WORKING DATA:

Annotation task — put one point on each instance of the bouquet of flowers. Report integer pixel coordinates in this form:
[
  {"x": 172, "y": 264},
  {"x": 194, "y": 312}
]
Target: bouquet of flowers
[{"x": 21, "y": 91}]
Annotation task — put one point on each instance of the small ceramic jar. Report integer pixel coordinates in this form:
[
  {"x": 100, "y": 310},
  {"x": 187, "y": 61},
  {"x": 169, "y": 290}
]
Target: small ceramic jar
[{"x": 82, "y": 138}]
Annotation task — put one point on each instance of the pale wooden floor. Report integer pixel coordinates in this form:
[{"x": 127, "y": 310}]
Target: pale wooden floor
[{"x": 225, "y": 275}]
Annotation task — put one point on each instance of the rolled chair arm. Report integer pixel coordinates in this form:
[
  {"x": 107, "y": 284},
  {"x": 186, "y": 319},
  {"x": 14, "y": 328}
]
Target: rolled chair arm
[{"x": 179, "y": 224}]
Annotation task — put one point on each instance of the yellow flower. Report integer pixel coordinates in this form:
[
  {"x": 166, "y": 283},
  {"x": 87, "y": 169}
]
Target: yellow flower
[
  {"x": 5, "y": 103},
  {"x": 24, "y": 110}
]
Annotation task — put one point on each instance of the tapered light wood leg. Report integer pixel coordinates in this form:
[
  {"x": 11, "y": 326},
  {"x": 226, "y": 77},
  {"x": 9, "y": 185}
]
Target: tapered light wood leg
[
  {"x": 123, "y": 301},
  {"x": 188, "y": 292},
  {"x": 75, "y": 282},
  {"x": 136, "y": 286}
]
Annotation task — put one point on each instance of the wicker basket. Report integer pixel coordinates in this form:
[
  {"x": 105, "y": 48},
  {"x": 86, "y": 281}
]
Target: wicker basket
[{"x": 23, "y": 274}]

EXERCISE: Extract, exactly, the lines above that begin at the line containing "Target: pale wooden floor" and end at the final line of the records; add no other text.

ANSWER SECTION:
Target: pale wooden floor
[{"x": 225, "y": 275}]
Annotation task — put one point on each instance of the rolled chair arm. Report integer pixel coordinates in this form:
[
  {"x": 107, "y": 284},
  {"x": 186, "y": 319},
  {"x": 14, "y": 328}
]
Target: rolled chair arm
[{"x": 179, "y": 224}]
Annotation task — put one point on each instance of the yellow flower. Report integer pixel coordinates in this form:
[
  {"x": 166, "y": 283},
  {"x": 87, "y": 169}
]
Target: yellow flower
[
  {"x": 5, "y": 103},
  {"x": 24, "y": 110}
]
Annotation task — put one point on each instance of the tapered light wood leg. Report integer pixel coordinates in this form:
[
  {"x": 11, "y": 326},
  {"x": 226, "y": 77},
  {"x": 9, "y": 185}
]
Target: tapered light wood leg
[
  {"x": 123, "y": 301},
  {"x": 188, "y": 292},
  {"x": 75, "y": 282},
  {"x": 136, "y": 286}
]
Annotation task — put one point on each instance of the wicker basket. Report integer pixel coordinates in this form:
[
  {"x": 105, "y": 48},
  {"x": 86, "y": 281}
]
Target: wicker basket
[{"x": 23, "y": 274}]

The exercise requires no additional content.